Task objective.
The entries that follow are to be duplicated in full, character for character.

Free-text object descriptions
┏━━

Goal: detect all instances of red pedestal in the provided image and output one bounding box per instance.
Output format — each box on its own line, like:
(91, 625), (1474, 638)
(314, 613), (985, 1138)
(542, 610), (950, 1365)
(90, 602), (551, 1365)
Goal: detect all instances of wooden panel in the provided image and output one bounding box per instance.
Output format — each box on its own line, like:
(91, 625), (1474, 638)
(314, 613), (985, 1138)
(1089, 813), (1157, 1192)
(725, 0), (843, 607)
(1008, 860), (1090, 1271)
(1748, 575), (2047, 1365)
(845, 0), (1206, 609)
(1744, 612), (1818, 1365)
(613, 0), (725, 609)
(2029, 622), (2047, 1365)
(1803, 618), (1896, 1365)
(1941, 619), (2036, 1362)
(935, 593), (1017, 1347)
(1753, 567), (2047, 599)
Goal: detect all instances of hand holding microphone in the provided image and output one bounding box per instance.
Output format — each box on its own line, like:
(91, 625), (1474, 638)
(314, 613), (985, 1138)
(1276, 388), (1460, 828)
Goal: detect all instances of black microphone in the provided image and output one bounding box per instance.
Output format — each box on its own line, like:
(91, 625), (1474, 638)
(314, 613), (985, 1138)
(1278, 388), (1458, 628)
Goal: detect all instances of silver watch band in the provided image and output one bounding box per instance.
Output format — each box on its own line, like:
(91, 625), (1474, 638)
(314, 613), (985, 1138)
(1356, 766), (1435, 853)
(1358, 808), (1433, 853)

┗━━

Solution.
Goal: detect all instances of red pedestal in the provided image and output one bounding box per instance.
Output format — each box on its own line, like:
(91, 625), (1474, 638)
(314, 613), (985, 1138)
(542, 610), (950, 1365)
(90, 602), (551, 1365)
Goal: detect all instances of wooden panel in the provided image and output one bounding box per instance.
Output format — each box on its own line, like:
(91, 625), (1474, 638)
(314, 613), (985, 1138)
(1089, 813), (1157, 1192)
(725, 0), (843, 607)
(1008, 860), (1090, 1271)
(1748, 575), (2047, 1365)
(845, 0), (1206, 609)
(1744, 612), (1818, 1365)
(613, 0), (725, 609)
(2029, 622), (2047, 1365)
(1803, 618), (1896, 1365)
(1941, 619), (2036, 1362)
(935, 593), (1017, 1347)
(1753, 567), (2047, 599)
Goal: detect all instances of hand holding microphone in the provided image and output one bounding box per instance.
Output format — each box on its own line, like:
(91, 625), (1474, 638)
(314, 613), (985, 1138)
(1276, 388), (1460, 828)
Goal: detect all instances of black microphone in the provided image and output one bounding box per instance.
Output format — each box on its own line, like:
(91, 625), (1474, 638)
(314, 613), (985, 1138)
(1278, 388), (1458, 628)
Goal: detect all instances of silver watch band in the provided image and output one bounding box per instance.
Output format — each box on its own line, like:
(91, 625), (1474, 638)
(314, 613), (985, 1138)
(1356, 766), (1435, 853)
(1358, 808), (1433, 853)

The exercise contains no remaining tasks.